Problem: Each record must appear in the answer exactly as it does in the data.

Records from a data source
------
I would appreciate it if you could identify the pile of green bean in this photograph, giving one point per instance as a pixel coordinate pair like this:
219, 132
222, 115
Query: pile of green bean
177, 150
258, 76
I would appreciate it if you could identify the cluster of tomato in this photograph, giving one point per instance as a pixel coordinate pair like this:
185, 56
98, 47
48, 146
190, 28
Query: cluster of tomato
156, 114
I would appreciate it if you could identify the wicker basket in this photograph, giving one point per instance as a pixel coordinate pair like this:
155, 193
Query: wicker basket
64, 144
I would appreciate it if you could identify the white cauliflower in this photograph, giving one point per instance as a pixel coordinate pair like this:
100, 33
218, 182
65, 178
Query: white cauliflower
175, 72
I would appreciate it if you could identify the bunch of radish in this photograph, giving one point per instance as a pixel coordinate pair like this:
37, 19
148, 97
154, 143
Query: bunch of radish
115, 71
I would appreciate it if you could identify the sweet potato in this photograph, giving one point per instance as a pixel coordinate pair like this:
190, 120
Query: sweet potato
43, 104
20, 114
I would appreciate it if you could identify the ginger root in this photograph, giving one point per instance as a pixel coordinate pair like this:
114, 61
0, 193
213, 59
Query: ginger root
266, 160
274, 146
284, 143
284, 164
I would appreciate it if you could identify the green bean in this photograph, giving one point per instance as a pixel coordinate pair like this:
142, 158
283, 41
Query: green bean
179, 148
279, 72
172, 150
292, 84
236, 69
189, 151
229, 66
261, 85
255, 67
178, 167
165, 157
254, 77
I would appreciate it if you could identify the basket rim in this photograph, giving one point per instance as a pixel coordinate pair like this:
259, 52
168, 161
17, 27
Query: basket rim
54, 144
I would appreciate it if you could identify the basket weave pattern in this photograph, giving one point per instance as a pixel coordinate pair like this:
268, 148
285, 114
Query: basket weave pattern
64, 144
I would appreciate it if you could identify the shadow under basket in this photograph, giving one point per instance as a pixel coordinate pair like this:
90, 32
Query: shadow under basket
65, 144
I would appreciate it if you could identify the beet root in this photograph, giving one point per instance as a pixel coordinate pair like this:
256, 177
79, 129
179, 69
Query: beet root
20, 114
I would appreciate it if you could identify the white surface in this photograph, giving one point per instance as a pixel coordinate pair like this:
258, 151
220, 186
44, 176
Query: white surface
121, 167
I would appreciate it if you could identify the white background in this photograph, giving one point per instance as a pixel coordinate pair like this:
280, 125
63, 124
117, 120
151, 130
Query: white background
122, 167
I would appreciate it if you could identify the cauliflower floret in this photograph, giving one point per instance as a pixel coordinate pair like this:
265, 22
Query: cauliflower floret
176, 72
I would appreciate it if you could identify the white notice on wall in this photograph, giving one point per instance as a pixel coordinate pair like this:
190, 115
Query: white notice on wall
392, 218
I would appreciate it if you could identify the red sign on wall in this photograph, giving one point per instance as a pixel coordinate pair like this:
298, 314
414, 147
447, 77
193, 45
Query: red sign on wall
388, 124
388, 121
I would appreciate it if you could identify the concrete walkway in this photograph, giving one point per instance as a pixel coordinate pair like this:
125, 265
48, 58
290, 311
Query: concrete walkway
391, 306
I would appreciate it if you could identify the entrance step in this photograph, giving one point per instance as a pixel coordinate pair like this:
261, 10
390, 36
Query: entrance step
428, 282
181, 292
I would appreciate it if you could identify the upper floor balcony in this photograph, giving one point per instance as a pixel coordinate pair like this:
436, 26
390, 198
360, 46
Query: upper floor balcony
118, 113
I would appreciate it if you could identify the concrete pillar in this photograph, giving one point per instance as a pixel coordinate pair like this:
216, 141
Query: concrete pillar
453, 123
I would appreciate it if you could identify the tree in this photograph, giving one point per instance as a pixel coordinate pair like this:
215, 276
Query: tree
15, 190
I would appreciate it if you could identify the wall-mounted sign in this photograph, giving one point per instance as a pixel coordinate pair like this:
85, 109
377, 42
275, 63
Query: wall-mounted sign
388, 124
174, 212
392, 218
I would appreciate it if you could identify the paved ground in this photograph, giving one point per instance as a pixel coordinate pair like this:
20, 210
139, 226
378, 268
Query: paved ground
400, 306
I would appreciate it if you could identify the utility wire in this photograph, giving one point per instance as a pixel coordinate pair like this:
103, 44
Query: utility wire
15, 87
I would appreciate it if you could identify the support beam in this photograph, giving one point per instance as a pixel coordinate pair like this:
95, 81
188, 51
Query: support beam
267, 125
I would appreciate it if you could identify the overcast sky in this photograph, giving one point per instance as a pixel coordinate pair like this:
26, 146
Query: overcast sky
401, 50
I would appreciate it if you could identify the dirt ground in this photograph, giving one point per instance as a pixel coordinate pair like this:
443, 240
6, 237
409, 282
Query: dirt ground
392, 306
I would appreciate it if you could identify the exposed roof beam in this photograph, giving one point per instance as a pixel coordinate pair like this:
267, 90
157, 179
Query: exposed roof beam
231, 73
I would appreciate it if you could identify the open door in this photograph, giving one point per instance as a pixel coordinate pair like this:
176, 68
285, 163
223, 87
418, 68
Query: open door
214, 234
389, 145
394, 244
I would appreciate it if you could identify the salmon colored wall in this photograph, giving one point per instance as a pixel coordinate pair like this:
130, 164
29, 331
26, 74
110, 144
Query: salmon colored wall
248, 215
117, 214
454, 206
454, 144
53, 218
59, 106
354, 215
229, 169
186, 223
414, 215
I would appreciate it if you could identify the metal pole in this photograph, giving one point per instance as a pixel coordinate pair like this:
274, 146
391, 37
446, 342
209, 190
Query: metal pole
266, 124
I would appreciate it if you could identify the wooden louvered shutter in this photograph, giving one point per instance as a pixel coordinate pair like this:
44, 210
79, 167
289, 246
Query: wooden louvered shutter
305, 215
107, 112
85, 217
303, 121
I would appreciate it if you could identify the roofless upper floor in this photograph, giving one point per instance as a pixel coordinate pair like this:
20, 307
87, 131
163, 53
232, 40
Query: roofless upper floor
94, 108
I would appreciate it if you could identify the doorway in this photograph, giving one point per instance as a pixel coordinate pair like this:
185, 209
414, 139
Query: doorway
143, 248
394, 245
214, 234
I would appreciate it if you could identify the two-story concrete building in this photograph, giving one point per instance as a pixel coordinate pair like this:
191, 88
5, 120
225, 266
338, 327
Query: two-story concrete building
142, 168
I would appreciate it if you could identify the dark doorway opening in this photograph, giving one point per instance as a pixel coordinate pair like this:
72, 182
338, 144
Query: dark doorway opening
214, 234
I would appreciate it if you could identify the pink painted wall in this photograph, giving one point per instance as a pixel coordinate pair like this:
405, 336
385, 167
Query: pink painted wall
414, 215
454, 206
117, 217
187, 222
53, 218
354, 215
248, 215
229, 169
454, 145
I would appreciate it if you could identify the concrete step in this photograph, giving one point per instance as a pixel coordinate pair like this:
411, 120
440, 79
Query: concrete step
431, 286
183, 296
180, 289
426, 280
------
Answer for the task:
I would appreciate it if you could identify the pile of green bean in this photograph, giving one point per instance as a pixel coordinate pair like this:
219, 132
222, 115
Query: pile of green bean
177, 150
258, 76
I would appreciate it if you could identify the cluster of tomato in this photograph, giving one point per instance as a pixel coordinate pair like this:
185, 56
98, 47
48, 146
190, 28
Query: cluster of tomato
156, 114
I would appreciate it if you could identify the wicker basket in this photograph, giving one point per instance as a pixel coordinate pair like this:
155, 193
Query: wicker basket
64, 144
I would appreciate it if you could identify the white cauliflower in this photograph, giving one point per instance as a pixel coordinate pair like this:
100, 33
218, 182
65, 178
Query: white cauliflower
175, 72
I would appreciate it if you could identify the bunch of radish in this photograph, giving one point per instance as a pixel coordinate pair like this:
37, 19
148, 97
154, 143
Query: bunch of radish
115, 71
I would appreciate it if you could identify the sweet potato in this photograph, giving one point per instance as a pixel coordinate pair like this:
190, 120
Query: sweet potato
43, 104
20, 114
I would appreciate it if you could identify the ginger root in this photograph, giving one point per instance as a pixel coordinate pair like this:
114, 61
0, 193
213, 59
Query: ginger root
266, 160
274, 146
284, 143
284, 164
I would appreciate it if you could identify the green bean in this photograph, giving one point per instance as a pixel coordinate pair like this:
142, 158
283, 41
Query: green bean
179, 148
279, 72
172, 150
292, 84
236, 69
189, 151
229, 66
261, 85
255, 67
178, 167
165, 157
254, 77
I would appreciate it if you could identify the basket rim in this photograph, giving one point per instance as a pixel coordinate pair like this:
259, 52
168, 161
17, 27
Query: basket rim
54, 144
I would appreciate it if you could identify the basket weave pattern in this photograph, giving one point per instance as a pixel coordinate pair like this:
268, 148
285, 114
Query: basket weave pattern
64, 144
I would appreciate it if you could identify the shadow under basket in this photograph, giving one point per instance as a pixel coordinate pair like this:
90, 32
Query: shadow under basket
65, 144
I would appreciate it if you could identify the beet root in this photograph, giving one point per instance as a pixel coordinate pair like this:
256, 177
79, 129
179, 69
Query: beet root
20, 114
I would appreciate it if you could identify the white surface in this photograph, giving one point per instance as a pixel coordinate pair like this:
258, 151
220, 186
44, 176
Query: white surface
121, 167
I would appreciate it if you could identify the white background in this photograph, giving one point per instance as a pixel coordinate pair like this:
280, 125
63, 124
117, 120
151, 130
Query: white background
122, 167
I would appreciate it if you could identify the cauliflower floret in this photograph, giving one point per instance as a pixel coordinate pair like this:
265, 22
Query: cauliflower floret
176, 72
I would appreciate it if you could identify the white notice on wall in this photograph, giving one point per instance as a pixel coordinate pair like this:
190, 115
Query: white notice on wall
392, 218
I would appreciate it if you could identify the red sign on wall in this photograph, giving one point per instance as a pixel coordinate pair like this:
298, 314
414, 147
447, 77
193, 45
Query: red sign on wall
388, 124
388, 121
I would appreciate it if you could identify the concrete walkway in this photograph, giving one point per instance as a pixel coordinate pair like this:
125, 265
48, 58
290, 311
Query: concrete walkway
391, 306
I would appreciate it if you could identify the entrance step in this photograph, giving one point per instance as a pixel coordinate pair like this:
261, 10
390, 36
Query: entrance step
428, 282
181, 292
I would appreciate it if you could identify the upper floor balcony in this photograph, giving one point per instance as a pixel coordinate pair like this:
436, 26
390, 198
360, 46
Query: upper floor balcony
118, 113
I would appreciate it if you could identify the concrete pillar in this photograph, giving one point per instance as a pixel coordinate pair like this:
216, 141
Query: concrete pillar
453, 123
I would appreciate it if you could identify the tree in this photograph, giving one point per instance as a pixel coordinate pair like this:
215, 276
Query: tree
15, 190
I would appreciate it if you could identify the wall-mounted sign in this photograph, giving one point per instance as a pixel coordinate pair like this:
85, 109
377, 42
275, 63
Query: wall-mounted sign
388, 124
174, 212
392, 218
I would appreciate it if you could identify the paved ground in this photograph, giving one point per instance as a pixel coordinate pair like this:
20, 210
139, 226
378, 268
Query: paved ground
400, 306
I would appreciate it if you could identify the utility wire in this photograph, giving one point per instance as a pixel coordinate pair like this:
103, 44
Query: utility wire
15, 87
I would appreciate it if you could identify the support beam in this photograph, giving one point per instance as a pixel coordinate pair like this:
95, 81
188, 51
Query: support beam
267, 125
I would appreciate it if you could identify the overcast sky in this photograph, giving one point per instance as a pixel coordinate pair like this:
26, 146
Query: overcast sky
401, 50
I would appreciate it if you could identify the dirt ground in this photograph, giving one point per instance as a pixel coordinate pair like this:
443, 240
6, 237
409, 282
Query: dirt ground
392, 306
I would appreciate it if you could identify the exposed roof beam in this photograph, giving one point per instance as a pixel coordinate pair like this:
267, 90
157, 179
Query: exposed roof beam
231, 73
I would appreciate it if you could identify the open door in this photograph, giving one point per instance as a pixel coordinate pair like this:
176, 68
285, 163
223, 87
418, 68
Query: open door
214, 234
389, 145
394, 244
I would appreciate it if you could identify the salmon colored wall in this photograph, giving one point per instance as a pixel coordinate pair like this:
130, 164
29, 331
26, 74
110, 144
Query: salmon colored wall
248, 215
117, 214
454, 206
454, 144
53, 218
59, 106
354, 215
229, 169
186, 223
414, 215
I would appreciate it if you could identify the metal pole in this photograph, giving one point per instance as a pixel coordinate pair like this:
274, 146
391, 37
446, 342
209, 190
Query: metal pole
266, 124
I would appreciate it if you could identify the wooden louvered shutter in this photograph, giving one point per instance as a pixel coordinate pair like this:
44, 210
79, 167
289, 246
Query: wooden louvered shutter
305, 215
107, 112
85, 217
303, 121
I would appreciate it if you could identify the roofless upper floor in this photograph, giving one point per instance as a pixel coordinate pair like this:
20, 307
87, 131
163, 53
232, 40
Query: roofless upper floor
94, 108
I would appreciate it if you could identify the doorway in this photograph, giving one point per instance as a pixel coordinate pair like this:
185, 209
414, 139
Query: doorway
143, 248
394, 245
214, 234
I would appreciate it if you could identify the two-story concrete building in this photograph, giving one point per instance as a pixel coordinate pair like this:
191, 88
5, 120
225, 266
338, 327
Query: two-story concrete building
142, 168
I would appreciate it if you could identify the dark doorway opening in this photograph, giving one point per instance as a pixel coordinate pair like this:
72, 182
338, 144
Query: dark doorway opening
214, 234
I would appreciate it if you could identify the pink painted wall in this photograph, giving one point per instance as a pixel coordinate pair like this:
405, 336
385, 167
Query: pink painted wall
414, 215
454, 206
117, 217
187, 222
53, 218
354, 215
248, 215
229, 169
454, 145
I would appreciate it if you could identify the concrete step in this photograph, giving one point per instance as a pixel coordinate pair like this:
411, 120
440, 79
Query: concrete step
431, 286
183, 296
180, 289
426, 280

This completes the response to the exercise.